— TEXT SHOWN —
While getting outside is important for our mental health during COVID-19, we need to make sure that we’re going outside safely. Learn how to safely enjoy going outdoors here and find out which National Parks, Provincial Parks, Municipal Parks, and Conservation Areas are open here.
When was the last time that you felt the refreshing waters of a lake envelop you? When was the last time you heard the wind whispering through a forest? When was the last time you witnessed fish swimming beneath surface of the water?
When was the last time you paid the Great Lakes a visit?
If you’re like the majority of Canadians, chances are you were one of the 7 in 10 of us who participated in outdoor activities in 2018. Maybe you even made it to a Great Lake. When it comes to getting outside and exploring our glorious natural world, Canadians aren’t doing too shabby!
According to data from Statistics Canada, in 2016...
People who use the water for certain activities, like fishing, bird watching, and hiking, care more about how clean and healthy it is.
Other factors, like age, education, gender, race, religion, and income influence how people perceive the water even more. Unfortunately, it's generally those of higher socio-economic status and of caucasian descent who tend to have better access to and more time for recreation.
In the Great Lakes region, people are changing these statistics.
At an individual level, people like Demiesha Dennis are changing the narrative of what an ‘outdoorsy’ person looks like, adventure by adventure.
“I have received love, unsure smiles, offers of assistance, and words of hate on banks of rivers and on the trails that are meant to be for everyone. These experiences have shaped my desire to bring about more diversity and inclusion in who occupies outdoor spaces and who turns to nature and the outdoors as a place of refuge and healing.”
Demiesha believes that it’s time we start looking at representation in the outdoors, and we start doing what it takes to create a dynamic shift to diversify and make our outdoor recreational spaces inclusive.
She says that we can all do our part in jump-starting this change by encouraging others, offering mentorship, and learning about people who don't just look like us and our families. "As cliche as it may sound," Demiesha says, "we are definitely required, as humans, to be the change we want to see in the world."

— PROMPT A —
Translate this sentence from the Great Lakes recreation piece above into Spanish: "In the Great Lakes region, people are changing these statistics."
— PROMPT B —
Pick up the piece on outdoor recreation in the Great Lakes region after its final sentence and keep writing.

— SOURCE DATA —
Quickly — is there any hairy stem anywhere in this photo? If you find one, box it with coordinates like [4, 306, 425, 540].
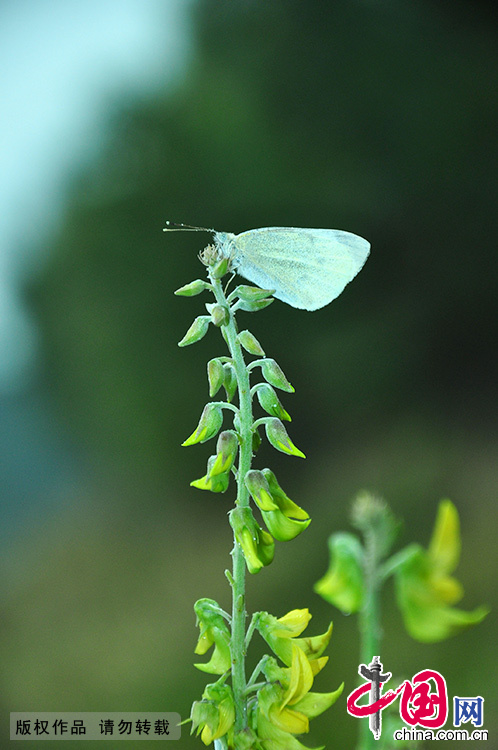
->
[211, 279, 253, 732]
[358, 529, 381, 750]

— TASK RESPONSE A —
En la región de los Grandes Lagos, la gente está cambiando estas estadísticas.

— TASK RESPONSE B —
Being a racial minority or being from a low-income group can also make someone more likely to be exposed to health risks associated with poor water quality. Barriers to water recreation, like transportation and lack of time can also make it harder for people to get to the water.
Going outside and connecting with our lakes is important both for our own physical and mental health as well as for the health of our waterbodies. Being in the Great Lakes helps us to value them and notice when the environment is changing.
“No one will protect what they don't care about; and no one will care about what they have never experienced.”
Fishing enthusiasts will notice when the fish in their favourite streams become less plentiful. Swimmers will notice if their skin becomes itchy after swimming in their favourite lake. Water-lovers will notice and care if the health of their favourite waterbody is suffering, because they value the water and use it regularly.
Taking photos of things like sewage spills or plastic debris in the water is an important step in documenting pollution in the Great Lakes. Become a citizen scientist by reporting what you see to Gassy, our little digital water monster.
When Gassy digests the photos that you feed her, she uses AI to recognize patterns and detect trash or sewage pollution. Submitting your photos helps build a database of important water health information.
The term ‘nature deficit disorder’ has recently emerged to describe the mental and physical costs of our increasing disconnection from our natural world.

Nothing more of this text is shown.